◆ **DATA PROVIDED**:
☆ ☆ ☆

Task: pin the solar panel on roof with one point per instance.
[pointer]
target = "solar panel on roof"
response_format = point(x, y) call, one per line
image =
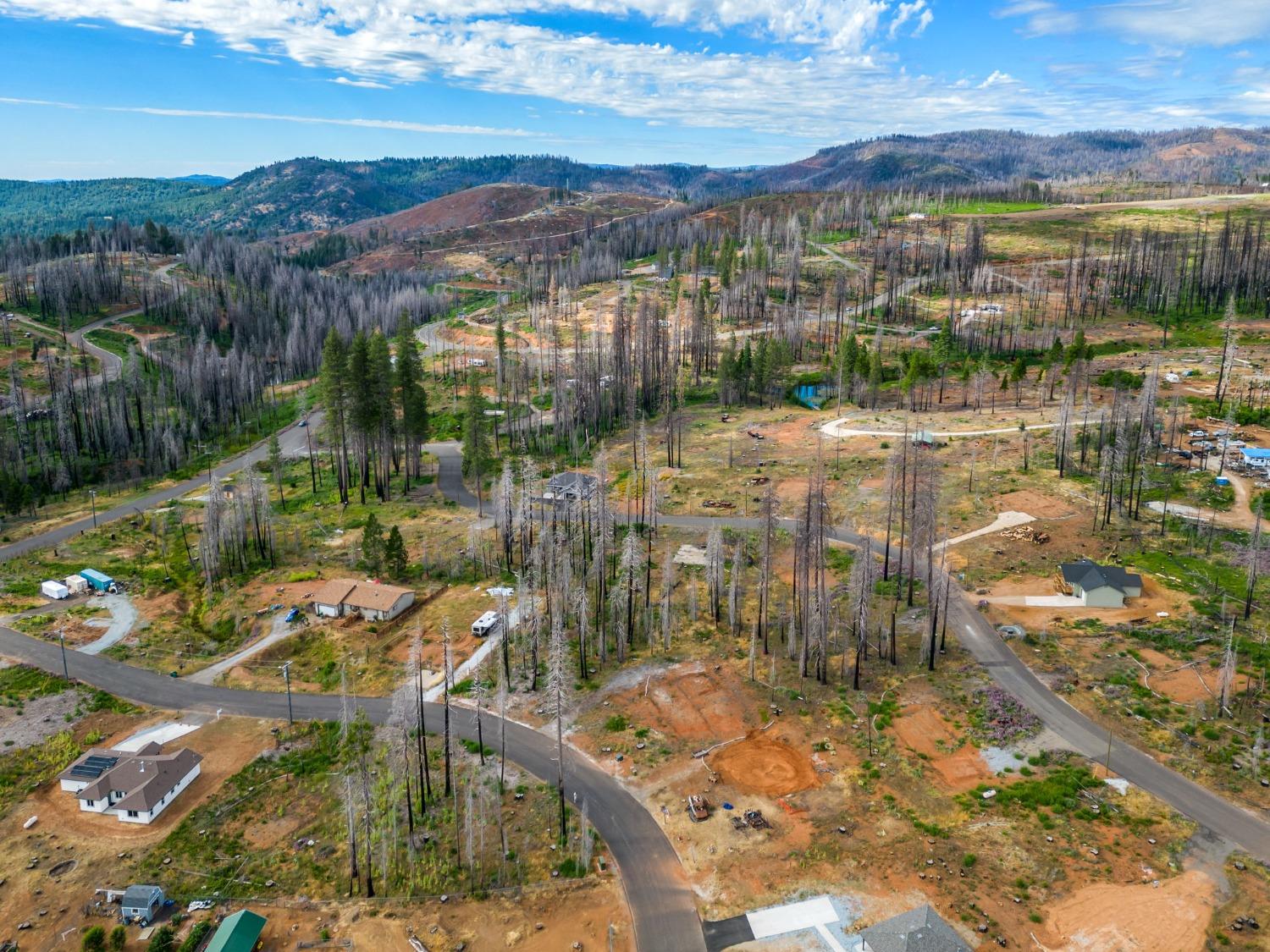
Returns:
point(94, 766)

☆ ☆ ☆

◆ **PROBLEM REQUIREMENTS**: Put every line of the items above into a JSON list of strings, one string per line, with blank lines skipped. Leave the pictures out.

◆ **ANSWER TO THIS EXERCISE**:
[
  "Task: pin the solar panel on roof with one point per instance.",
  "[pointer]",
  "target = \"solar panel on roof\"",
  "response_format = point(x, y) call, one per line",
  "image =",
  "Returns:",
  "point(94, 766)"
]